** START Records for the exercise **

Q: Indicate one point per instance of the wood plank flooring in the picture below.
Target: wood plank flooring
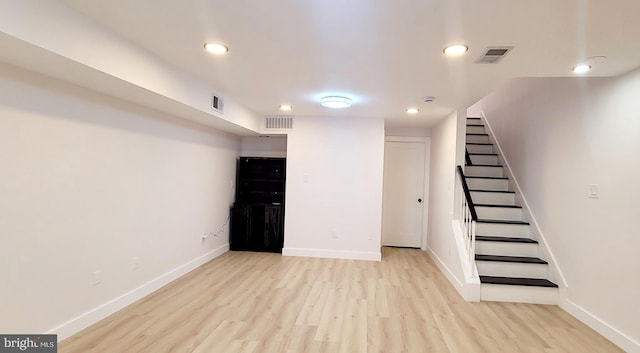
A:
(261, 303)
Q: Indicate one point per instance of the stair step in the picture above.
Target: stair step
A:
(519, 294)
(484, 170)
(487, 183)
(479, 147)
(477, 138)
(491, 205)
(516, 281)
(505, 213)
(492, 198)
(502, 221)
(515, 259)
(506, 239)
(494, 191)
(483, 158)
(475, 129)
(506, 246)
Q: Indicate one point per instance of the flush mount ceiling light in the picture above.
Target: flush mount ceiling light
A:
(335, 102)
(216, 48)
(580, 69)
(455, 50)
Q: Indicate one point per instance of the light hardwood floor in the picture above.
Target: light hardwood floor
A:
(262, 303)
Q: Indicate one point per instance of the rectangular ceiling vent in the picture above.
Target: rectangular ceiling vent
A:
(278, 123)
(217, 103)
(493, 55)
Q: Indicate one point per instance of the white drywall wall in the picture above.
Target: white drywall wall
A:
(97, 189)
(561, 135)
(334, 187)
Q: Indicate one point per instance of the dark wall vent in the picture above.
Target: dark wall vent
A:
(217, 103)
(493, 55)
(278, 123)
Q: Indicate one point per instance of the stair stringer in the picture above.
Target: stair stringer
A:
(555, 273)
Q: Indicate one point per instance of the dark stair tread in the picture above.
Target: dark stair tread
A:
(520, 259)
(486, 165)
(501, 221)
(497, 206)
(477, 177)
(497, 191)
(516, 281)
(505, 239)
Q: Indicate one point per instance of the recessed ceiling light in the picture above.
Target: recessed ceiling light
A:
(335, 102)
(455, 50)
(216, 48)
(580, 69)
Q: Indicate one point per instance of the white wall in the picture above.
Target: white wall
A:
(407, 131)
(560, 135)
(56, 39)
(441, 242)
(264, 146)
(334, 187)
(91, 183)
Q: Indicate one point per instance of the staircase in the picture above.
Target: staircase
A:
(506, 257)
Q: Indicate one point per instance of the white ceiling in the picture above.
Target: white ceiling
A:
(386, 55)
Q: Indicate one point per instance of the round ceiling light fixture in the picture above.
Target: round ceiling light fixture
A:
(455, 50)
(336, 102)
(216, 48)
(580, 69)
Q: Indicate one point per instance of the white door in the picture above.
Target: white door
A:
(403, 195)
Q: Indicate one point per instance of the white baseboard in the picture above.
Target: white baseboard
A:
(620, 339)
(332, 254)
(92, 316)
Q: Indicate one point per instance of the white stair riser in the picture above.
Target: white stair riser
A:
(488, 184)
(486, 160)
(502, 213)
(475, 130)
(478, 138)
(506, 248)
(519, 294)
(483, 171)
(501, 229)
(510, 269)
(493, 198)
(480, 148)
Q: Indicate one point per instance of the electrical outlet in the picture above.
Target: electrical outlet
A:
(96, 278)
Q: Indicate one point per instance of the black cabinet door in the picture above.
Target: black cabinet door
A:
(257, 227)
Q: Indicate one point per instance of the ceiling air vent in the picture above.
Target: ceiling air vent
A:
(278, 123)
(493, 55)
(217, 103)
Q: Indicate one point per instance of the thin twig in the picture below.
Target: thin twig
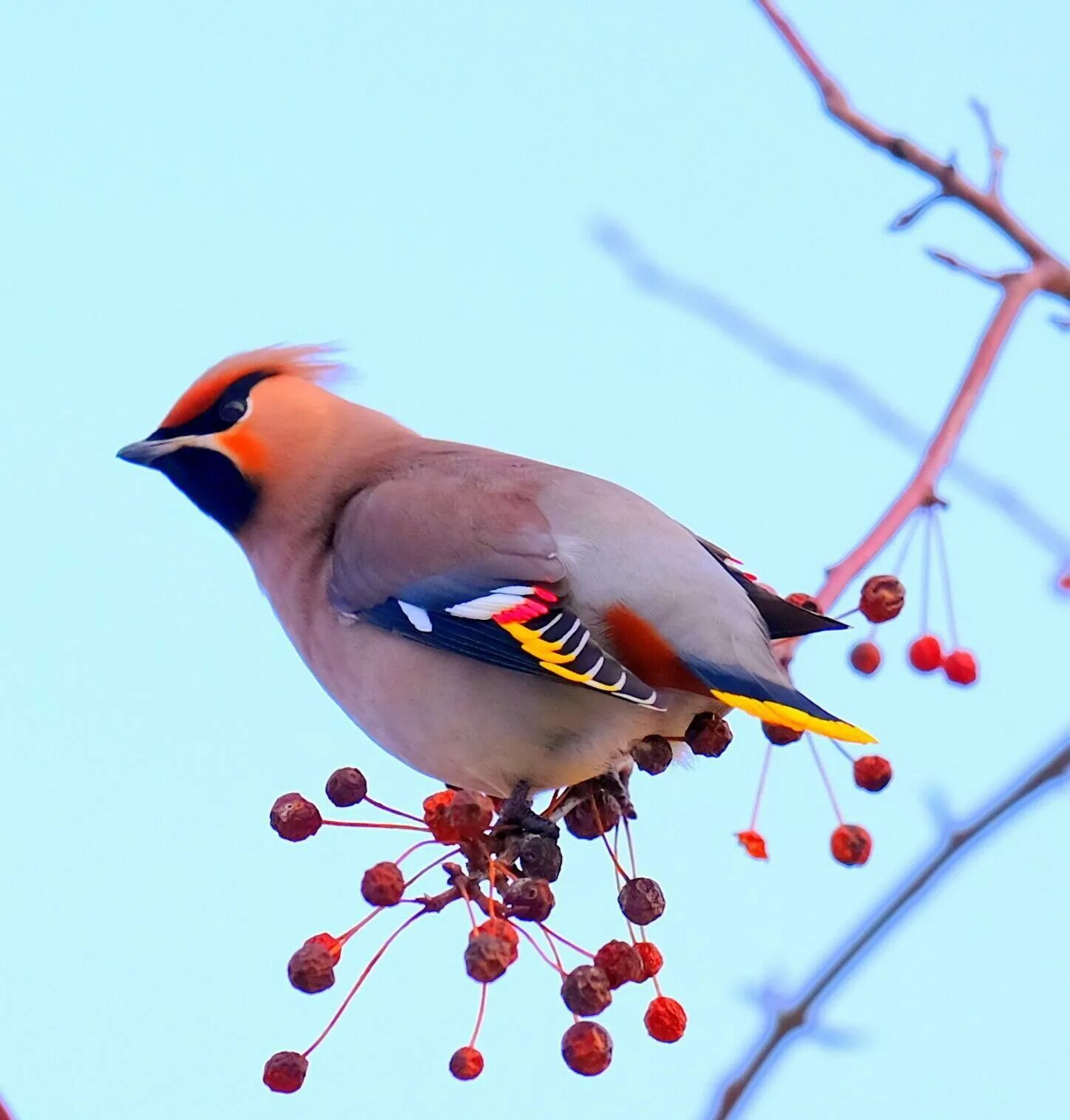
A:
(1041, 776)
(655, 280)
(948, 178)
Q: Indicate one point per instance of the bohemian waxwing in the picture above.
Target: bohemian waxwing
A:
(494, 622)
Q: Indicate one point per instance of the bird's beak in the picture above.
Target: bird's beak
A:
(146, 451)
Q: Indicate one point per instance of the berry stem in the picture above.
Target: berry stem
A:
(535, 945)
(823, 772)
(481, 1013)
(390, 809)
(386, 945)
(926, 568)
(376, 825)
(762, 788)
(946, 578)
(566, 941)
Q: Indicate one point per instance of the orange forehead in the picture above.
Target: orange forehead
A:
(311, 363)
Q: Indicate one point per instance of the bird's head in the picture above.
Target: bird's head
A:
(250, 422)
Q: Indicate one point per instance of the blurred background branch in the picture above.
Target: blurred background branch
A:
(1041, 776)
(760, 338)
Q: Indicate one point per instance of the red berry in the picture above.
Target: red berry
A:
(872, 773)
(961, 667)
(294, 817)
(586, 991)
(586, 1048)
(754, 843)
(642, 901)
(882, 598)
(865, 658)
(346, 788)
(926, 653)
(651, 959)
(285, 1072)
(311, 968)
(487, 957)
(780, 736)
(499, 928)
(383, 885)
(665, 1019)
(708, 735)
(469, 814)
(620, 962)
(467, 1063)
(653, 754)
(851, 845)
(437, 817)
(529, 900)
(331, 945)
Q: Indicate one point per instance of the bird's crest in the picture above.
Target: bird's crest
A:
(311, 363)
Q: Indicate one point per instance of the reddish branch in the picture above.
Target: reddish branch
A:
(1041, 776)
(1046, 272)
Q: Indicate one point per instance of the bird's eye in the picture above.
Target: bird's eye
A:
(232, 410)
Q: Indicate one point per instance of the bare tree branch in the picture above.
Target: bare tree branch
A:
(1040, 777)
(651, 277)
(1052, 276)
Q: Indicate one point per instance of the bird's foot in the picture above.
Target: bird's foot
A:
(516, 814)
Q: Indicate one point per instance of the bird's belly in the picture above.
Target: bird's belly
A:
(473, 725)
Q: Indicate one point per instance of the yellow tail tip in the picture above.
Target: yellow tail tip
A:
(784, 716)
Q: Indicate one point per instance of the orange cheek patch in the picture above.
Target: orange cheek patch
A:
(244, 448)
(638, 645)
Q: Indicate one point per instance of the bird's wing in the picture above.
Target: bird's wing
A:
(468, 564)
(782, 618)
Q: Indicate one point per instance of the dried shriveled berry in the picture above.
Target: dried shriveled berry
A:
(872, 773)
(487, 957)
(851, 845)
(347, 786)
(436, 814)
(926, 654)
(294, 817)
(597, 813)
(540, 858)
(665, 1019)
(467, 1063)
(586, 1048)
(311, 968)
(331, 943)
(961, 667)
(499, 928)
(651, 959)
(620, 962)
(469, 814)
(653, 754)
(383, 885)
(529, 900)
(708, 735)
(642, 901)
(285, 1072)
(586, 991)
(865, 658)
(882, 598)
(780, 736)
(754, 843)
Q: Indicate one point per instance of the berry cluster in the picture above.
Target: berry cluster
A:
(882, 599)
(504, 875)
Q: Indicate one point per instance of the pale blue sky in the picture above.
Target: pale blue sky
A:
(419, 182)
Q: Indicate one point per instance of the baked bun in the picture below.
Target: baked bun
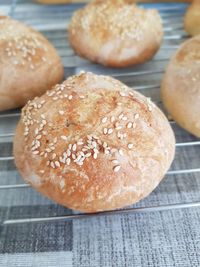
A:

** END Records for the exercise **

== Prompt ==
Rename "shriveled" to "wrinkled" in the lines from the one containing "Q: Indicate one point per instance of the dried" through the end of the items, and reproduce those lines with nothing else altered. Omit the pictures from your output.

== Correct answer ==
Q: Indicate one point per instance of the dried wrinkled berry in the picture above.
Target: dried wrinkled berry
A:
(872, 773)
(487, 957)
(851, 845)
(347, 786)
(436, 814)
(926, 654)
(294, 817)
(597, 813)
(540, 858)
(665, 1019)
(467, 1063)
(586, 1048)
(311, 968)
(331, 943)
(961, 667)
(499, 928)
(651, 959)
(620, 962)
(469, 814)
(653, 754)
(383, 885)
(529, 900)
(708, 735)
(642, 901)
(285, 1072)
(586, 991)
(865, 658)
(882, 598)
(780, 736)
(754, 843)
Q: Indicate one point per instance of the berry cluster in the picture above.
Target: berry cluster
A:
(882, 599)
(504, 875)
Q: Indicate one point per instance of the pale blue sky in the picture above.
Target: pale blue sky
A:
(419, 182)
Q: Indicate one point per instance of the baked bun in the picture below.
Target: baked bun
A:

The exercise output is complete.